*To do*.
• 1. List every person named in the Hannah's Hope Fund profile below.
• 2. Condense the paragraph of the Hannah's Hope Fund profile that begins "Funding strategy: We do grassroots fundraising" into a short bulleted list that keeps its main facts.
• 3. Please duplicate the stretch of the Hannah's Hope Fund profile from "Best way to" through "the autonomic nerves.".

Selected passage section start

Name: Lori Sames
Organization: Hannah’s Hope Fund
Disease focus: Giant axonal neuropathy (GAN) is a recessively inherited condition that results in progressive nerve death. GAN generally appears in early childhood and progresses slowly as neuronal injury becomes more severe. As the disorder progresses, patients become quadriplegics, dependent on a feeding tube and ventilator before dying typically in the second or third decade. There are now some confirmed GAN cases that are milder progressing.
Headquarters: Rexford, New York
How did you become involved in rare disease: My youngest daughter Hannah has GAN, an ultrarare genetic disorder.
Previous career: I was a stay at home mom when Hannah was diagnosed. I had planned to go back to a career when Hannah was in kindergarten or first grade.
Education: B.A. in economics from St. Michaels College in Vermont
Organization’s mandate: Our mandate is to raise funds for the development of treatments and an eventual cure for giant axonal neuropathy.
Organization’s strategy: We are ultra-focused on therapy developments. While the basic science is critical and there are lots of scientific questions that need to be answered, we are really focused on translational programs and hope the National Institutes of Health can step up and help fund the basic science.
Funding strategy: We do grassroots fundraising. We also work to protect assets that get developed so money can come back to the charity for its sustainability. Anything we develop we try to have the right of first refusal to develop or sell with the hope of development milestones and a royalty stream to fund the strategy. We operate like a virtual biotech.
What’s changing at your organization in the next year: The first gene therapy trial for GAN is taking place at the National Institutes of Health. We hope to launch a trial targeting the autonomic nerves in the next 12 months.
Management philosophy: I’m rather hands-off. I let people run with things independently.
Guiding principles for running an effective organization: Always do what’s best for the patients and everything else will work out.
Best way to keep your organization relevant: Continue to develop first-in-human therapies. Our organization was first in human with an intrathecal route of administration with an AAV gene therapy to the central nervous system. Now we’re working on gene transfer to the autonomic nerves.
Why people like
working with you: We rely on volunteers and we have a whole army of people who
have been helping us since 2008. I think they want to be a part of something
they believe in. They know Hannah and love Hannah, and through social media
they’ve met many other kids with GAN around the world and they want to help.
Mentor: John Crowley (CEO of Amicus Therapeutics) helped his two children by developing an enzyme replacement therapy. His children were diagnosed years before my daughter was. Its been nice to be able to call him with questions and ask him for his input throughout the years. It’s been very valuable.

Selected passage section end
Recorded data section start

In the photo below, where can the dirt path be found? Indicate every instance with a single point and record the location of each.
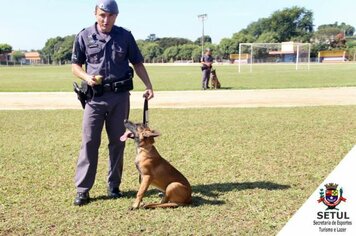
(193, 99)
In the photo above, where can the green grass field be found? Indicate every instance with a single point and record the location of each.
(250, 170)
(166, 78)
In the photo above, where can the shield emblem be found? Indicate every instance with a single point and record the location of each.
(332, 195)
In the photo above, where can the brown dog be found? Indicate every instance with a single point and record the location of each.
(215, 83)
(155, 170)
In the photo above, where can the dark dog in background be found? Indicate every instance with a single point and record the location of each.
(215, 83)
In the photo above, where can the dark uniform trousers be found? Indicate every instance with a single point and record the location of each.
(205, 78)
(110, 108)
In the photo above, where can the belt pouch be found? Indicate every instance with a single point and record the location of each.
(123, 85)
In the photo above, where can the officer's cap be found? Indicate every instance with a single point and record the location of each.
(108, 6)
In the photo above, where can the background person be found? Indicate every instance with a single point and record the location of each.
(106, 50)
(207, 64)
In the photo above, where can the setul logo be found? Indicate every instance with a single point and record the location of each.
(332, 196)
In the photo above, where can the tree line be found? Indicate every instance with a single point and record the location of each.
(289, 24)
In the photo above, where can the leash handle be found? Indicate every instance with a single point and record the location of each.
(145, 112)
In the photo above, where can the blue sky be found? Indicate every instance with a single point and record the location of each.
(27, 24)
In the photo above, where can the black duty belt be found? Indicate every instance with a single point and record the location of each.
(118, 86)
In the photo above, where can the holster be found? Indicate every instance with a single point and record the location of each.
(82, 93)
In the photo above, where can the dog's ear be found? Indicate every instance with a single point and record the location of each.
(151, 133)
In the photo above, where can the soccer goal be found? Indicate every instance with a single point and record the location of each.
(286, 53)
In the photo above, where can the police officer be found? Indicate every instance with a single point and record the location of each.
(106, 50)
(207, 64)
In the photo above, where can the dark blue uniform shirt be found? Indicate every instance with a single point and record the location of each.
(107, 56)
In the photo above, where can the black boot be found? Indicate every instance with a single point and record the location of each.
(114, 193)
(81, 199)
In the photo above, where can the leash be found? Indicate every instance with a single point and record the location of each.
(145, 123)
(145, 113)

Recorded data section end

*Answer set*.
• 1.
Lori Sames
Hannah
John Crowley

• 2.
- The organization raises money through grassroots fundraising.
- It protects the assets it develops so money can return to the charity for its sustainability.
- For anything it develops, it seeks the right of first refusal to develop or sell, hoping for development milestones and a royalty stream to fund its strategy.
- It operates like a virtual biotech.

• 3.
Best way to keep your organization relevant: Continue to develop first-in-human therapies. Our organization was first in human with an intrathecal route of administration with an AAV gene therapy to the central nervous system. Now we’re working on gene transfer to the autonomic nerves.